→ **Exercise goal**
Quote the whole listing word for word. Do not include the pictures.

━━━━━━━━━━━━━━━━━━━━━━━━━━━━━━

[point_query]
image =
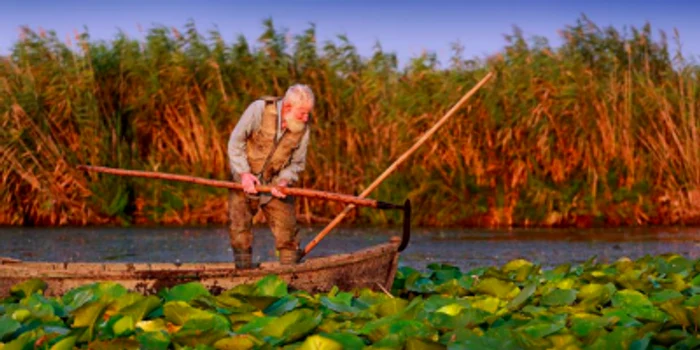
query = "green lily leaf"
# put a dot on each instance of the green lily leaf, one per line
(28, 287)
(293, 325)
(202, 330)
(152, 326)
(179, 312)
(583, 326)
(156, 340)
(184, 292)
(621, 318)
(25, 340)
(413, 343)
(346, 340)
(318, 342)
(486, 303)
(282, 306)
(498, 288)
(664, 296)
(559, 297)
(125, 325)
(241, 341)
(67, 343)
(637, 305)
(8, 326)
(417, 283)
(341, 302)
(142, 307)
(543, 326)
(233, 304)
(88, 316)
(522, 297)
(256, 324)
(115, 344)
(679, 314)
(693, 301)
(391, 307)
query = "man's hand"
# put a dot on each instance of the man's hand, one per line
(249, 181)
(275, 190)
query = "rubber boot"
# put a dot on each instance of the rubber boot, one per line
(243, 258)
(289, 256)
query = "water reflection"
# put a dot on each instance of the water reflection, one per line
(464, 248)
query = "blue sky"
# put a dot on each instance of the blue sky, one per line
(404, 27)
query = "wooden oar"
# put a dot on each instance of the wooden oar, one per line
(301, 192)
(393, 167)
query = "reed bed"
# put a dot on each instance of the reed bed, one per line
(602, 130)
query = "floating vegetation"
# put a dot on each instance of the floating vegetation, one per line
(650, 303)
(601, 130)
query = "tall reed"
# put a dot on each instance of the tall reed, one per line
(600, 131)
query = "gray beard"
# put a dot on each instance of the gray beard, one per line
(295, 125)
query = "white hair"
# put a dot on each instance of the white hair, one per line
(299, 93)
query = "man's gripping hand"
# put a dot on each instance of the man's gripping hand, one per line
(249, 181)
(275, 190)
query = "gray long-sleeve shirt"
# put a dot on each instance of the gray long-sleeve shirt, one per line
(249, 122)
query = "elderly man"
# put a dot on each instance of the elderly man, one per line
(268, 147)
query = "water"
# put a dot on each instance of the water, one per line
(463, 248)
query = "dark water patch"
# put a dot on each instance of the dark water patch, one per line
(464, 248)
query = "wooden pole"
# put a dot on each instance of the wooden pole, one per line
(233, 185)
(395, 165)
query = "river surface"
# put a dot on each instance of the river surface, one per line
(465, 248)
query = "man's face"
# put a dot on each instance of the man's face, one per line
(296, 116)
(299, 112)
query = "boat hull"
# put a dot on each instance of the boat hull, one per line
(372, 268)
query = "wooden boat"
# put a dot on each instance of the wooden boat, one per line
(373, 268)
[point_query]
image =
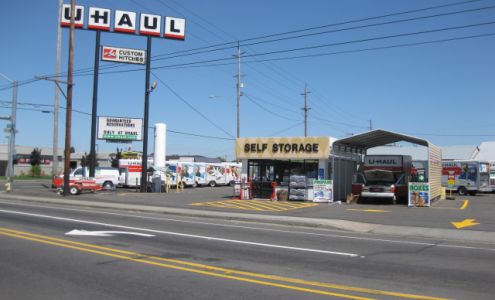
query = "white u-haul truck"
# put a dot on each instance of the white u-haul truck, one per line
(466, 176)
(130, 171)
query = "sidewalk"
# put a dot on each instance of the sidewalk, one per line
(179, 204)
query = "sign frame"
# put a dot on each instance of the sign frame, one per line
(137, 128)
(119, 58)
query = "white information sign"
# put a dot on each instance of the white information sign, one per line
(323, 190)
(119, 129)
(124, 55)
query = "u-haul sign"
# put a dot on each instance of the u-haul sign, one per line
(131, 56)
(125, 22)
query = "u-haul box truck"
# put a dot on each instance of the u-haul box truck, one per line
(386, 176)
(466, 176)
(130, 171)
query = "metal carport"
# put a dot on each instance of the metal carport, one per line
(348, 151)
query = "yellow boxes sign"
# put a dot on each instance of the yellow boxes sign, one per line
(283, 148)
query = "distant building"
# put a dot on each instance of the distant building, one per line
(421, 153)
(23, 153)
(485, 151)
(193, 158)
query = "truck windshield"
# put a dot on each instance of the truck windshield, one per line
(379, 176)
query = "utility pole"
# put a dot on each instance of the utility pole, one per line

━━━━━━━━━━━━━━━━━━━━━━━━━━━━━━

→ **The result**
[point_query]
image =
query = "green lily leaf"
# put a dot on each instance of the green lily leaf, one per line
(28, 287)
(293, 325)
(202, 330)
(152, 326)
(179, 312)
(583, 326)
(156, 340)
(184, 292)
(621, 318)
(25, 340)
(413, 343)
(346, 340)
(318, 342)
(486, 303)
(282, 306)
(498, 288)
(664, 296)
(559, 297)
(125, 325)
(241, 341)
(67, 343)
(637, 305)
(8, 326)
(417, 283)
(341, 302)
(142, 307)
(543, 326)
(233, 304)
(88, 316)
(522, 297)
(256, 324)
(115, 344)
(679, 314)
(693, 301)
(391, 307)
query = "man's hand"
# put a dot on each instance of the man's hand, one per line
(249, 181)
(275, 190)
query = "rubber boot"
# put a dot on each instance of the rubber boot, one per line
(243, 258)
(289, 256)
query = "water reflection"
# put a dot on each instance of the water reflection, one per line
(464, 248)
query = "blue sky"
# put a dot on each instance of the blue sky, one per line
(404, 27)
query = "wooden oar"
# put a dot on each instance of the wooden oar, one per line
(301, 192)
(393, 167)
query = "reed bed"
# put a dot on each instance of the reed bed, one per line
(602, 130)
query = "floating vegetation"
# put a dot on each instance of the floating vegetation, one per line
(650, 303)
(601, 130)
query = "tall reed"
# put a dot on each instance of the tall reed, one per line
(600, 131)
query = "gray beard"
# put a dot on each instance of the gray beard, one per line
(295, 125)
query = "white hair"
# put a dot on each instance of the white hair, one per line
(299, 93)
query = "man's gripping hand"
# put a dot on each instance of the man's gripping hand, one per line
(249, 181)
(275, 190)
query = "gray long-sleeve shirt"
# put a dot on each instance of the gray long-sleeve shirt, one per line
(249, 122)
query = "elderly man"
# put a dot on each instance of the elderly man, one per line
(268, 147)
query = "water"
# put a dot on each instance of the water, one per line
(463, 248)
query = "dark water patch"
# put a dot on each instance of the dark water patch, one per line
(464, 248)
query = "wooden pole"
# put a dot on each instance of the wooden pole, one per line
(233, 185)
(395, 165)
query = "river surface"
# put a dot on each instance of the river surface, one per line
(465, 248)
query = "man's face"
# put a dot on each instance of the man's face, one per line
(296, 116)
(299, 112)
query = "boat hull"
# put a dot on each instance of the boat hull, one per line
(372, 268)
query = "wooden boat"
# put a dot on each instance of the wooden boat, one per line
(373, 268)
[point_query]
image =
query = "white u-haul truck"
# put a dot on each instance of the white u-haul truck, one per line
(466, 176)
(130, 171)
query = "sidewalk"
# put a dot on each instance of the sidewalk, one per line
(179, 204)
query = "sign frame"
# put a dot on each instance of the sign frame, one per line
(137, 128)
(119, 58)
query = "white information sign"
# put a dot on each instance of the white information sign, one per line
(323, 190)
(119, 129)
(124, 55)
query = "u-haul sign"
# put a dot on each instance of the u-haul sign, one per line
(131, 56)
(125, 22)
query = "u-haul box truck"
# put a dot on each instance of the u-haul box truck, one per line
(386, 176)
(466, 176)
(130, 171)
query = "metal carport"
# put a dot on each instance of the metal carport, one per line
(348, 151)
query = "yellow boxes sign"
# put a dot on each instance of the yellow boxes sign, one per line
(283, 148)
query = "distant building"
# put a dot on each instance of the distant building, one per line
(421, 153)
(23, 153)
(485, 151)
(193, 158)
query = "truck windshield"
# put a dot on each instance of the truck windshield, one per line
(379, 176)
query = "utility pole"
# put a dot on each instance of the utility pole, one per line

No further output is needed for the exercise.